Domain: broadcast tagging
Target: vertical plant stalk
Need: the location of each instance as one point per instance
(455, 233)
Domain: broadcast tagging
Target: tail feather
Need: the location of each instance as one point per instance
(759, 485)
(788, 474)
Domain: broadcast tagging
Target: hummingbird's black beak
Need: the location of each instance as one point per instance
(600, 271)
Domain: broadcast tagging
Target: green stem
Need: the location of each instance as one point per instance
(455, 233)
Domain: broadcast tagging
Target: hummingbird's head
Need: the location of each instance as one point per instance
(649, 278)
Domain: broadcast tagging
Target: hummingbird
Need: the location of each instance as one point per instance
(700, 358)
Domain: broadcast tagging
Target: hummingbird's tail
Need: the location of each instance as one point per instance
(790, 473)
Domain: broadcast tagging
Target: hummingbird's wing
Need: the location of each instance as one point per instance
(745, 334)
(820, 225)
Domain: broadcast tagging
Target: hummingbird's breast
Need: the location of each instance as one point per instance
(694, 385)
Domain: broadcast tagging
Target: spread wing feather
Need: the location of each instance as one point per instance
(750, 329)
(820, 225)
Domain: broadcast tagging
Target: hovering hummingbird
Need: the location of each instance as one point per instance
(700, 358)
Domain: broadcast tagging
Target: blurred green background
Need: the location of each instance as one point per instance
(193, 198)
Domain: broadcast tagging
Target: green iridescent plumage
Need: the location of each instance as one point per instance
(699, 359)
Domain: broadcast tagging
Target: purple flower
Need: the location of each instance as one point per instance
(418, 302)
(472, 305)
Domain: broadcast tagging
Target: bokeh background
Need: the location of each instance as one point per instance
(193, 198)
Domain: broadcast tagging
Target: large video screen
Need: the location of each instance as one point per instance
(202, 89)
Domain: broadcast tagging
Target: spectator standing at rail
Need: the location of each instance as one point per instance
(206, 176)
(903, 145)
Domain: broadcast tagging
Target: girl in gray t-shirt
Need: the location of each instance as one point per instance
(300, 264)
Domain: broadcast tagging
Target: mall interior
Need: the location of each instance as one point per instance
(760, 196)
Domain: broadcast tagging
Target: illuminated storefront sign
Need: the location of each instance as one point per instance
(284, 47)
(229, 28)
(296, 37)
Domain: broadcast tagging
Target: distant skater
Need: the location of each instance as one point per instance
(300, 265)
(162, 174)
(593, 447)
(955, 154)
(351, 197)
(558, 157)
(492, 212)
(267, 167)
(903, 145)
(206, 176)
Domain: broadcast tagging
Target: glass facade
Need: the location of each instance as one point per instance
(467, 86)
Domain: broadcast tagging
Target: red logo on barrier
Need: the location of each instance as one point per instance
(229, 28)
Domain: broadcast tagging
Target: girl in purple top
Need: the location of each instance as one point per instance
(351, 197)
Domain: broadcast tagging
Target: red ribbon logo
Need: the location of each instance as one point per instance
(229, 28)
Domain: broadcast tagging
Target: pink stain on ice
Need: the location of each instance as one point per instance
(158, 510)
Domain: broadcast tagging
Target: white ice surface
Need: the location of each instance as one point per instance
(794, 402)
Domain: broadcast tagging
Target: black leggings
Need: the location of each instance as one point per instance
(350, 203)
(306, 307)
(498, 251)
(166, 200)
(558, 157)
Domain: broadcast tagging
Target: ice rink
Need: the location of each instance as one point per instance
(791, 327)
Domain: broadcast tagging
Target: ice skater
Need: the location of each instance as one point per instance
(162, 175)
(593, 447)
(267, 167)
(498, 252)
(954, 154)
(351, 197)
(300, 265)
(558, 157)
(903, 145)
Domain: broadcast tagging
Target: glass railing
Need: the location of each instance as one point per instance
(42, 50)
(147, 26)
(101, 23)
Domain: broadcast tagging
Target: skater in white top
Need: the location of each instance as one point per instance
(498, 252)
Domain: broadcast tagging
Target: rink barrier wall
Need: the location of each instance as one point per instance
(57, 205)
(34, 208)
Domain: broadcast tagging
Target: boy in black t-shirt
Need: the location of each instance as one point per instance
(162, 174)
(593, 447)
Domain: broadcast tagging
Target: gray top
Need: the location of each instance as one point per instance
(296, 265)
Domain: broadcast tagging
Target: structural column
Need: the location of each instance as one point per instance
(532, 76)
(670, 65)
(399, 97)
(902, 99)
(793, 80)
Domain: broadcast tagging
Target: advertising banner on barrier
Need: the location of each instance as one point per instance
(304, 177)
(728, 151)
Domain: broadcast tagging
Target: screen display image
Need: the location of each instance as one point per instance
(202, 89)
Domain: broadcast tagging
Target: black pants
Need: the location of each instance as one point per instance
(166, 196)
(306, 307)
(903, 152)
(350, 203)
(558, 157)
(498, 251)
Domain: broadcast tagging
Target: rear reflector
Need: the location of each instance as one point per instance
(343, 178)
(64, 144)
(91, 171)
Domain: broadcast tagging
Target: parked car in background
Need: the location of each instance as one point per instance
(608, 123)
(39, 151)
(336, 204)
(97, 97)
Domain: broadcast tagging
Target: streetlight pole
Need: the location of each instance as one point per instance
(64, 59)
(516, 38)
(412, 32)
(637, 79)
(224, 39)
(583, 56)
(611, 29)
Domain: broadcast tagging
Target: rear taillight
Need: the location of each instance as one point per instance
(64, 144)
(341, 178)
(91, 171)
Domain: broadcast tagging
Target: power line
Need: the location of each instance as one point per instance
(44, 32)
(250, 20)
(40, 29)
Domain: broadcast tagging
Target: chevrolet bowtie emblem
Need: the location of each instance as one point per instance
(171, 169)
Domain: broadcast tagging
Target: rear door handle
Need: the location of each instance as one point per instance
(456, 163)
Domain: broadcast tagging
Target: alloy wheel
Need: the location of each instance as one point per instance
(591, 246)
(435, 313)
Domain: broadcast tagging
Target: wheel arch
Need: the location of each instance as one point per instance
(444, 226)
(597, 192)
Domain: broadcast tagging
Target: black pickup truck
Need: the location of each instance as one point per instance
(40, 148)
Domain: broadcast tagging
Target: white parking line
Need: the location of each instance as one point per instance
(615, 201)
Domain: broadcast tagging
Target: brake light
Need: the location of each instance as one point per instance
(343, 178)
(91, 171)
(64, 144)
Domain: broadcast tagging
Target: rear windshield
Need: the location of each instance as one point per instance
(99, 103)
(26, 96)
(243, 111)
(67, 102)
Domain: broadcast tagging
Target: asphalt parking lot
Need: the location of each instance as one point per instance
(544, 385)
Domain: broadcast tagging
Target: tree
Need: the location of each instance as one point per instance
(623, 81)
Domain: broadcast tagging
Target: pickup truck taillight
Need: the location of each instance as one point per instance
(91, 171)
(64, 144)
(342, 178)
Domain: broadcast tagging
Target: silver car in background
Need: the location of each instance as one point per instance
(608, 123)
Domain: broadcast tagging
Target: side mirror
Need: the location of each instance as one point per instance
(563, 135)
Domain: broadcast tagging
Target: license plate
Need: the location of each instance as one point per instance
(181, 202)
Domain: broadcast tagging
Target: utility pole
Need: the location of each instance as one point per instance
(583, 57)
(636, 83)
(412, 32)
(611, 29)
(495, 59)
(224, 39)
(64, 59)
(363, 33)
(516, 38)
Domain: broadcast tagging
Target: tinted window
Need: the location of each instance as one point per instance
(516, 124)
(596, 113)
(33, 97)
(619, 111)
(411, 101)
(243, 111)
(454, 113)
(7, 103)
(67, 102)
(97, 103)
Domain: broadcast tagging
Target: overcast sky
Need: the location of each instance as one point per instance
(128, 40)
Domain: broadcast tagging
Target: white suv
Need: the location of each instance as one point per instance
* * * *
[CHALLENGE] Once more, set down the full listing, verbatim.

[RESULT]
Domain: broadcast tagging
Target: vertical plant stalk
Need: the location of each instance as one point per instance
(455, 233)
Domain: broadcast tagging
Target: tail feather
Need: the location of each instance as one point per instance
(759, 485)
(788, 474)
Domain: broadcast tagging
Target: hummingbird's black beak
Need: the location of each instance as one point per instance
(600, 271)
Domain: broadcast tagging
Target: green stem
Need: the location of each instance as one point per instance
(455, 233)
Domain: broadcast tagging
Target: hummingbird's head
Need: the location of each instance as one point per instance
(649, 278)
Domain: broadcast tagging
Target: hummingbird
Need: the location of each instance as one point per instance
(700, 358)
Domain: broadcast tagging
Target: hummingbird's tail
Need: the location of each instance as one point per instance
(790, 473)
Domain: broadcast tagging
Target: hummingbird's wing
Need: the location of each instance as one point per instance
(745, 334)
(820, 225)
Domain: broadcast tagging
Target: hummingbird's breast
Need: the location of each instance as one point per instance
(694, 385)
Domain: broadcast tagging
Target: spread wing feather
Need: the location of each instance as one point per instance
(750, 329)
(820, 225)
Domain: broadcast tagging
Target: hovering hummingbird
Need: the location of each instance as one point per instance
(700, 358)
Domain: broadcast tagging
Target: blurred green background
Need: the location of each instance as one point per instance
(193, 198)
Domain: broadcast tagging
Target: green iridescent plumage
Need: the location of each instance as one point per instance
(699, 359)
Domain: broadcast tagging
Target: purple flower
Need: the location of each instance as one point per instance
(418, 302)
(472, 305)
Domain: broadcast tagging
Target: bokeh background
Need: the location of each instance as one point per instance
(193, 198)
Domain: broadcast tagging
Target: large video screen
Need: the location of each instance as one point per instance
(202, 89)
Domain: broadcast tagging
Target: spectator standing at rail
Need: the location of each instance as one point per instance
(206, 176)
(903, 145)
Domain: broadcast tagging
Target: girl in gray t-shirt
Need: the location of each instance as one point per instance
(300, 264)
Domain: broadcast tagging
Target: mall interior
Need: the location of each instance as one point per instance
(760, 196)
Domain: broadcast tagging
Target: illuminated storefront sign
Need: the location of each instance as one point per instance
(284, 47)
(229, 28)
(296, 37)
Domain: broadcast tagging
Target: distant skater
Need: the location of each instance as one point per instance
(300, 265)
(162, 174)
(593, 447)
(955, 154)
(351, 197)
(558, 157)
(492, 212)
(267, 167)
(903, 145)
(206, 176)
Domain: broadcast tagging
Target: glass facade
Need: the location of each instance as one point per instance
(467, 86)
Domain: broadcast tagging
Target: red logo on barrier
Need: the location of each instance as one point per instance
(229, 28)
Domain: broadcast tagging
Target: girl in purple top
Need: the location of each instance as one point per instance
(351, 197)
Domain: broadcast tagging
Target: red ribbon logo
Need: the location of each instance as one point per instance
(229, 28)
Domain: broadcast tagging
Target: pink stain on ice
Need: the location of each instance as one point per instance
(158, 510)
Domain: broadcast tagging
Target: white ice surface
Need: the location of each instance as one point per instance
(794, 402)
Domain: broadcast tagging
Target: black leggings
Need: the location of each instance as one point per instance
(350, 203)
(306, 307)
(498, 251)
(166, 200)
(558, 157)
Domain: broadcast tagging
Target: ice rink
Need: the location of each instance as one point per instance
(791, 327)
Domain: broadcast tagging
Target: ice skater
Need: the location of each instance as one point per instance
(162, 175)
(593, 447)
(267, 167)
(498, 252)
(954, 154)
(351, 197)
(300, 265)
(558, 157)
(903, 145)
Domain: broadcast tagging
Target: glass railing
Need: the location of each instance as one point per instance
(42, 50)
(147, 26)
(101, 23)
Domain: broadcast tagging
Target: skater in white top
Need: the location of each instance as one point per instance
(498, 252)
Domain: broadcast tagging
Target: rink barrier wall
Need: the location of each instance as one point per instance
(57, 205)
(34, 208)
Domain: broadcast tagging
Target: boy in black t-shirt
Need: the location of each instance as one point per instance
(162, 174)
(593, 447)
Domain: broadcast tagging
Target: gray top
Need: the location of each instance as one point per instance
(296, 265)
Domain: broadcast tagging
Target: structural column
Need: the location of each instance as one point per instance
(532, 76)
(670, 65)
(399, 97)
(902, 99)
(793, 80)
Domain: broadcast tagging
Target: advertising banner on barrier
Need: the location of each instance as one point per instance
(304, 177)
(728, 151)
Domain: broadcast tagging
Target: screen display image
Need: the location of each instance as one point per instance
(202, 89)
Domain: broadcast tagging
Target: black pants
Need: the location of each instance as one point per instance
(166, 196)
(306, 307)
(903, 152)
(350, 203)
(558, 157)
(498, 251)
Domain: broadcast tagging
Target: rear reflector
Need: the location of each instance as one point per instance
(343, 178)
(64, 144)
(91, 171)
Domain: broadcast tagging
Target: parked car in background
Need: the location of each instance as one point per instance
(608, 123)
(39, 151)
(336, 204)
(97, 97)
Domain: broadcast tagging
Target: streetlight pole
Need: the location of each instance as one point per instance
(64, 59)
(516, 38)
(412, 32)
(637, 79)
(224, 39)
(583, 56)
(611, 29)
Domain: broadcast tagging
Target: rear taillight
Need: the location of each instance as one point per instance
(64, 144)
(341, 178)
(91, 171)
Domain: broadcast tagging
Target: power line
Need: the location of each instance as one point per instance
(44, 32)
(250, 20)
(40, 29)
Domain: broadcast tagging
Target: chevrolet bowtie emblem
Need: the location of each instance as one point per instance
(171, 169)
Domain: broadcast tagging
Target: rear door handle
Need: the location of each instance as one point per instance
(456, 163)
Domain: broadcast tagging
Target: alloy wheel
Need: the location of each instance as one point per instance
(591, 246)
(435, 313)
Domain: broadcast tagging
Target: wheel arch
Need: the location of each instance as one point per instance
(444, 226)
(597, 192)
Domain: broadcast tagging
Target: black pickup truck
Need: the location of each instance as one point per instance
(40, 148)
Domain: broadcast tagging
Target: white parking line
Need: the location of each instance as one point per instance
(615, 201)
Domain: broadcast tagging
Target: brake light
Need: the location of each instance as one point per instance
(343, 178)
(91, 171)
(64, 144)
Domain: broadcast tagging
Target: rear windshield
Need: the location of each instance as one point per instance
(99, 103)
(26, 96)
(243, 111)
(67, 102)
Domain: broadcast tagging
Target: asphalt parking lot
Need: the location of each instance as one point per instance
(544, 385)
Domain: broadcast tagging
Target: tree
Need: the location of each instance as one point per instance
(623, 81)
Domain: broadcast tagging
Target: pickup truck taillight
Need: the location of each instance as one point per instance
(91, 171)
(64, 144)
(342, 178)
Domain: broadcast tagging
Target: silver car in background
Need: the location of each instance as one point per instance
(608, 123)
Domain: broadcast tagging
Target: side mirror
Need: the location of each instance as one point per instance
(563, 135)
Domain: broadcast tagging
Target: license plate
Need: the location of each instance as one point per instance
(181, 202)
Domain: broadcast tagging
Target: utility pole
Need: the location of each instance as one point per instance
(583, 57)
(636, 83)
(412, 32)
(611, 29)
(495, 59)
(224, 39)
(64, 59)
(363, 33)
(516, 38)
Domain: broadcast tagging
Target: tinted window
Need: the location of each instance as one point per instance
(516, 124)
(596, 113)
(33, 97)
(619, 111)
(411, 101)
(243, 111)
(454, 113)
(7, 103)
(67, 102)
(97, 103)
Domain: broadcast tagging
Target: overcast sky
Need: the location of each instance as one point per instance
(128, 40)
Domain: broadcast tagging
Target: white suv
Need: the location of each instance as one point per instance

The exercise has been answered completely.